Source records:
☆ ☆ ☆ ☆ ☆

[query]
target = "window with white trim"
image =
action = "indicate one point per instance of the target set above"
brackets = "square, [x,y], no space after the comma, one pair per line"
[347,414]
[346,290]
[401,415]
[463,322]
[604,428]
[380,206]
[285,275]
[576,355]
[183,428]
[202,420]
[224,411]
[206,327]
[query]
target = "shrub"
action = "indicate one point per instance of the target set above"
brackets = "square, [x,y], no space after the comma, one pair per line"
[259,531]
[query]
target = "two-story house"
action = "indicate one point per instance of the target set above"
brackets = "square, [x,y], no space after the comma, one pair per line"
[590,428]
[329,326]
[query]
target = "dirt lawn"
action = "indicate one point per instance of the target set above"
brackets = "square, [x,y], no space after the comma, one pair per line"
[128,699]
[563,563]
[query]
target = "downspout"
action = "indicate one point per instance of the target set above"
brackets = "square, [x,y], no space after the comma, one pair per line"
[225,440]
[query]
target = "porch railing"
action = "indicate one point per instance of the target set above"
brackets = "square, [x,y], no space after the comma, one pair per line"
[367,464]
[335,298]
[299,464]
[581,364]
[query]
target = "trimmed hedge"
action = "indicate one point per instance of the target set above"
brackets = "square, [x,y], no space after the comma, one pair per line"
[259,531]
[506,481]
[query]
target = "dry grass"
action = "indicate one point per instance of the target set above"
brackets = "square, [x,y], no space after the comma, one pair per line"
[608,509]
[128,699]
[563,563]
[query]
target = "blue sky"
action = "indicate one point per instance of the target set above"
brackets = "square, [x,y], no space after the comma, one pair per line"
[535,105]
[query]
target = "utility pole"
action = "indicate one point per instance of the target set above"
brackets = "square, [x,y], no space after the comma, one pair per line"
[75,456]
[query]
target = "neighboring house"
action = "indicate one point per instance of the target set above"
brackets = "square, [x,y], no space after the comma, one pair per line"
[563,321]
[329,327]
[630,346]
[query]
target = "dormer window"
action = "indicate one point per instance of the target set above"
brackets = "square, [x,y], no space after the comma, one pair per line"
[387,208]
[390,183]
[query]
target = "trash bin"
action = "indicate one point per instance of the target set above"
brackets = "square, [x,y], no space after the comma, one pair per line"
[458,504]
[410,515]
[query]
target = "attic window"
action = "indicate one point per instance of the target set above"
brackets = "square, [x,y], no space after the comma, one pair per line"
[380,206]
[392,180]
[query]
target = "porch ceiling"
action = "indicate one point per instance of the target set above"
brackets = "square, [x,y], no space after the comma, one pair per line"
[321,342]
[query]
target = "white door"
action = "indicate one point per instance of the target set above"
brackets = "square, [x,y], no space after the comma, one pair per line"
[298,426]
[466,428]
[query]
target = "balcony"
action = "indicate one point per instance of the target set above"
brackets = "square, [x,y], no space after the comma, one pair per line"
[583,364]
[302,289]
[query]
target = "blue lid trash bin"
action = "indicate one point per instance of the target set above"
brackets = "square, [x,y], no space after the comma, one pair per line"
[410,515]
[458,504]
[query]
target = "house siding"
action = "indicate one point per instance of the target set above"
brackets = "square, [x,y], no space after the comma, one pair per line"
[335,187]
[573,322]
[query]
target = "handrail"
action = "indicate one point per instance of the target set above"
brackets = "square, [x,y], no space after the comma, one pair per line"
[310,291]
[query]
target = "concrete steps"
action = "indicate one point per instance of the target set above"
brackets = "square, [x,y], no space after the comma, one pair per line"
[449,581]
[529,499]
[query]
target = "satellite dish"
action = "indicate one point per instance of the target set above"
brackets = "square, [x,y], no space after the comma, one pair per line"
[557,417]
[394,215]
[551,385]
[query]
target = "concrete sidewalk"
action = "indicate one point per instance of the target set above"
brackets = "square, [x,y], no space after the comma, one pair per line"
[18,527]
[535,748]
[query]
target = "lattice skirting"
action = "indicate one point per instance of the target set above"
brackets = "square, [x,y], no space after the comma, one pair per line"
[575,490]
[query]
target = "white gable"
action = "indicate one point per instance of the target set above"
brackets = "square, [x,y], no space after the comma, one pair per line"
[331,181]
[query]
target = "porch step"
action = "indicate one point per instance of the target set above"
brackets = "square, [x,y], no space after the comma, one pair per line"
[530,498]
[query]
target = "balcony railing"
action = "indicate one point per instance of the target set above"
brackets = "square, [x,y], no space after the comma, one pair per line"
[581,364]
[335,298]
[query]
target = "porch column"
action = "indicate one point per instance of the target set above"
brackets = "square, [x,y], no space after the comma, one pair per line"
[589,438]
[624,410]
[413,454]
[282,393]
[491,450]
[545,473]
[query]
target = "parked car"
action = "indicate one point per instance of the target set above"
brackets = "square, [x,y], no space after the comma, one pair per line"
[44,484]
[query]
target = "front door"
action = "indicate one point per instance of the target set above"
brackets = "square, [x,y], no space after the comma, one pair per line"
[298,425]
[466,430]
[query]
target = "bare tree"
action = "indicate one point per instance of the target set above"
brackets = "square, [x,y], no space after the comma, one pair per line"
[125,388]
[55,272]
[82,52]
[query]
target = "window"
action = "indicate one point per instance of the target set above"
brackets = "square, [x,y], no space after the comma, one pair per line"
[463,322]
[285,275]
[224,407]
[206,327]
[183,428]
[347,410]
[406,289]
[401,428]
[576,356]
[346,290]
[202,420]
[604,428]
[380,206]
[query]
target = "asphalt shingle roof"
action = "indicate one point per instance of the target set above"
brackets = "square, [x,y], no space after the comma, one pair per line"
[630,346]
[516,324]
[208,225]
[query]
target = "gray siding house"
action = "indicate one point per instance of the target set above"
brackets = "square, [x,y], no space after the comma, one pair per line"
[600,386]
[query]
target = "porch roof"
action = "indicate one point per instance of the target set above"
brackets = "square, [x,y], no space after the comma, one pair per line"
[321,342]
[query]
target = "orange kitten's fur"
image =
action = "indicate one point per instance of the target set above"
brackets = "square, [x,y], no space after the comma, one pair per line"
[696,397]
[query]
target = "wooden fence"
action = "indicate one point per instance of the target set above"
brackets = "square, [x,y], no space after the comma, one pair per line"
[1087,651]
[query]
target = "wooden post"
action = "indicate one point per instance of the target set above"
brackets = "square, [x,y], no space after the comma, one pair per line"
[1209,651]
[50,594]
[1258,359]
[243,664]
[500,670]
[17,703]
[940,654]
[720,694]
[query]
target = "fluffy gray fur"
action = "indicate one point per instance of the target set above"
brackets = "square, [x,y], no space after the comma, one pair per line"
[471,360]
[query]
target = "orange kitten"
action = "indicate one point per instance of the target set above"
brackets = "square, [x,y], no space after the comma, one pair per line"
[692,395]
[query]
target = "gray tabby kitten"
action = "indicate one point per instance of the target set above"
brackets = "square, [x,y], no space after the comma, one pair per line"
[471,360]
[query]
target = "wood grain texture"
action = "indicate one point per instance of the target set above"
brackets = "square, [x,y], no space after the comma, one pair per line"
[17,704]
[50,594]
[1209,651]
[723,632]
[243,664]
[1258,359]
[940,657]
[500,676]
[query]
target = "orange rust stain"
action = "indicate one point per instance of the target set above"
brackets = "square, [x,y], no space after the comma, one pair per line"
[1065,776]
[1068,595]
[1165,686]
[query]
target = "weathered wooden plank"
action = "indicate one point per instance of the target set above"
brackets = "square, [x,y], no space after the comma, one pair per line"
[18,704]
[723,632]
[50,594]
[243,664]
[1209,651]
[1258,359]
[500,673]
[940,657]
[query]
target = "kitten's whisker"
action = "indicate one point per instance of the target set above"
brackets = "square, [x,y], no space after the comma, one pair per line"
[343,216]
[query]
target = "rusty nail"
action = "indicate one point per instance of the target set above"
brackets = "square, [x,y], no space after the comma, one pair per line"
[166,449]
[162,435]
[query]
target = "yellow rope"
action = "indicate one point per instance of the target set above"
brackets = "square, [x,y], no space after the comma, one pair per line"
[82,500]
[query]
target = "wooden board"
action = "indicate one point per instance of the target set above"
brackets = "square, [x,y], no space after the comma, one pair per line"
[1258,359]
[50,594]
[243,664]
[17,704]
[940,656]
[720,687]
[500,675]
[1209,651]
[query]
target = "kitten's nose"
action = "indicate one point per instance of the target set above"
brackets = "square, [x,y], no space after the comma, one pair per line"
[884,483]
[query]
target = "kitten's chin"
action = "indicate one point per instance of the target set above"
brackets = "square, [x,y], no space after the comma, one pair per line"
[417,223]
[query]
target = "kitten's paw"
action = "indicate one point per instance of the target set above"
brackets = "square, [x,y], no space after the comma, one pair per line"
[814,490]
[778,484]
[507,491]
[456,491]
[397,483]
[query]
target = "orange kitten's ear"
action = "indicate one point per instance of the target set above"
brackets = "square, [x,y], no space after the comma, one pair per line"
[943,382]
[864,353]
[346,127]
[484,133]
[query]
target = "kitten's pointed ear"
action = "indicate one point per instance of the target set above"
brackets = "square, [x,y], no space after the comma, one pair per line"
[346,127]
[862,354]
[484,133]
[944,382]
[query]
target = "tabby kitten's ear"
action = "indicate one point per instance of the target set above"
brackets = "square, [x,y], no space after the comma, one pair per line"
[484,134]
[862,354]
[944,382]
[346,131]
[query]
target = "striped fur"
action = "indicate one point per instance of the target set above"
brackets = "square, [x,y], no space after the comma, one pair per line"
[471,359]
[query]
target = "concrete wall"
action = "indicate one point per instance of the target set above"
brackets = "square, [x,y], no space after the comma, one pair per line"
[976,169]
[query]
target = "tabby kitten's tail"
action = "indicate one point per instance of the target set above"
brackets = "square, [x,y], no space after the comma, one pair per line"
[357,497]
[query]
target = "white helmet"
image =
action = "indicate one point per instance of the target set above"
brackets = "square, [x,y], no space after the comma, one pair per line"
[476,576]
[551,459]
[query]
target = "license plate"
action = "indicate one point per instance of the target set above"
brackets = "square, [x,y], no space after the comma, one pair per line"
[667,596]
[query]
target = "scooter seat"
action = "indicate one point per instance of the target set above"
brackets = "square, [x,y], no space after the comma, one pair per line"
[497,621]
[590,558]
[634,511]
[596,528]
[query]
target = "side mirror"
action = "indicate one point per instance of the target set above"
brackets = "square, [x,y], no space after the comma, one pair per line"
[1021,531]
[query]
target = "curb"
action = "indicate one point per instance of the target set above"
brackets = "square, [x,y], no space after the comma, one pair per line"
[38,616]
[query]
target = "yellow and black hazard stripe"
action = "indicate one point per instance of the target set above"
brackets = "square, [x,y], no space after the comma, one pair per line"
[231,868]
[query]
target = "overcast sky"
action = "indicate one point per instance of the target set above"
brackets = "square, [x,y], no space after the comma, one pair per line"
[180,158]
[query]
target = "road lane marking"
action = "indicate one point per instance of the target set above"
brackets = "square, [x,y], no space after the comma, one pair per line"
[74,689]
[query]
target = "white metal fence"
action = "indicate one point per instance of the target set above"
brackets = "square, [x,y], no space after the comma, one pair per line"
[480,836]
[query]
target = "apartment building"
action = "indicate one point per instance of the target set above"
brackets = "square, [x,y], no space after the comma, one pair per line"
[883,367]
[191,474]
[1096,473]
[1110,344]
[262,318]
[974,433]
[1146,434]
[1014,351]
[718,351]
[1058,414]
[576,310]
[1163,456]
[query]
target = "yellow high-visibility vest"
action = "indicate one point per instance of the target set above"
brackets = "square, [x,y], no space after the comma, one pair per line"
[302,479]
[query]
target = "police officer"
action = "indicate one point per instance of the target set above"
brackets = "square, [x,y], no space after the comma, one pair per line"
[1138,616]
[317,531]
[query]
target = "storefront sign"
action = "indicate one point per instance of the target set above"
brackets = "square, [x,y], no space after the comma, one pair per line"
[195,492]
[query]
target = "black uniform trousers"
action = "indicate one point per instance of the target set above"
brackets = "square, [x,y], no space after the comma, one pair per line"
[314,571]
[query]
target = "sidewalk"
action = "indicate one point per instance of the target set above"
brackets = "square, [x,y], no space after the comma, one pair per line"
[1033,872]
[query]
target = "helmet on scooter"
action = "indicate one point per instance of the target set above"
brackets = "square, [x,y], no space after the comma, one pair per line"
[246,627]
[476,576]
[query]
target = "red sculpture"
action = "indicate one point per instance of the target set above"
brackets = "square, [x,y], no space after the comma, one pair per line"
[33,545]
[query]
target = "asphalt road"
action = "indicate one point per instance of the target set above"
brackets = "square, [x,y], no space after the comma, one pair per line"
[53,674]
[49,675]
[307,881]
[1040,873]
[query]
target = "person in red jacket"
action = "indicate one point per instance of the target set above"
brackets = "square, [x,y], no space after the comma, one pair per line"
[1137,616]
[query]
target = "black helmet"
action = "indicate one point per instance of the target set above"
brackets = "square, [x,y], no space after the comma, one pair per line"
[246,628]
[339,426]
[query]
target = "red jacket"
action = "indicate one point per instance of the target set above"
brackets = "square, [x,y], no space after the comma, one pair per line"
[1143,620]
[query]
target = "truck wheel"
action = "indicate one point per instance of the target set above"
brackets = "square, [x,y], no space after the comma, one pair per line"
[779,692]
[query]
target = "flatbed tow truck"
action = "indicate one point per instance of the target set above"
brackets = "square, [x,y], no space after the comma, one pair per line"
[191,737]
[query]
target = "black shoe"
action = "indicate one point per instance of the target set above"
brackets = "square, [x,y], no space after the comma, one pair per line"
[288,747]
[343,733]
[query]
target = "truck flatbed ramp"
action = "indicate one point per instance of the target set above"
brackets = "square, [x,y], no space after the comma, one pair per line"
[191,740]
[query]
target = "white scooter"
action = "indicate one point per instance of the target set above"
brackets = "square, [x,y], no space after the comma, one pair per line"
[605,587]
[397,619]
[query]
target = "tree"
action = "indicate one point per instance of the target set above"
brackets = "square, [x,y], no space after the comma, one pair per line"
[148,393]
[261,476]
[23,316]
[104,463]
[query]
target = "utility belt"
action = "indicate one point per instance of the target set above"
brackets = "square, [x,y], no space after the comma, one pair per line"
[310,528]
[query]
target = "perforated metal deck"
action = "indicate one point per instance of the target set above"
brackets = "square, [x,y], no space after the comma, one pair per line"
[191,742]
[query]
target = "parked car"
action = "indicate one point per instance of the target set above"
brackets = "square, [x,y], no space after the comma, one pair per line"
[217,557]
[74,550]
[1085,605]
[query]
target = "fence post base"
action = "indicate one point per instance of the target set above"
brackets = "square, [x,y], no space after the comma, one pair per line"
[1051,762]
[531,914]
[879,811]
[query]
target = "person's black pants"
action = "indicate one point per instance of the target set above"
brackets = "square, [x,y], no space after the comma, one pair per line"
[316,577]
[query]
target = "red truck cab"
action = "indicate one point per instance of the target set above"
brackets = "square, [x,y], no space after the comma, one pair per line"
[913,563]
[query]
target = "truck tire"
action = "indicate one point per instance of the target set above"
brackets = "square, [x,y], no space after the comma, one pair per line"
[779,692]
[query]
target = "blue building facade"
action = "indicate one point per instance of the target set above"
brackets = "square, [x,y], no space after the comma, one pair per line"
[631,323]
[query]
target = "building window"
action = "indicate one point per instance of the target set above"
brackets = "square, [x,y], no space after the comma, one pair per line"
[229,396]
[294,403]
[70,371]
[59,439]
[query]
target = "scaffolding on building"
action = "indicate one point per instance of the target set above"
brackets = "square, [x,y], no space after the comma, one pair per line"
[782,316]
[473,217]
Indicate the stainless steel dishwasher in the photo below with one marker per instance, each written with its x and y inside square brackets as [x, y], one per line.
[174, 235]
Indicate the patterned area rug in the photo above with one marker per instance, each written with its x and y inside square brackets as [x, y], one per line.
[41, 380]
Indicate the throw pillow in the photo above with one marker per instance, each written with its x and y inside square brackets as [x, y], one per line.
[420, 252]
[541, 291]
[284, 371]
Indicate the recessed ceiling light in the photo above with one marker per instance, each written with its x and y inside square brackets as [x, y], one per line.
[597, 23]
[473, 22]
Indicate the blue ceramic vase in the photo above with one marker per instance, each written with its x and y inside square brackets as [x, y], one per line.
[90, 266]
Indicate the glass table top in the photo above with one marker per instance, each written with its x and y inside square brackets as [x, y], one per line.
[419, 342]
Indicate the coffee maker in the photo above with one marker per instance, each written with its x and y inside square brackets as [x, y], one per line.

☆ ☆ ☆ ☆ ☆

[About this task]
Return each line of the data that contains the string "white".

[Solution to this problem]
target = "window with white trim"
target = "white door"
target = "white gable"
target = "white helmet"
target = "white metal fence"
target = "white scooter"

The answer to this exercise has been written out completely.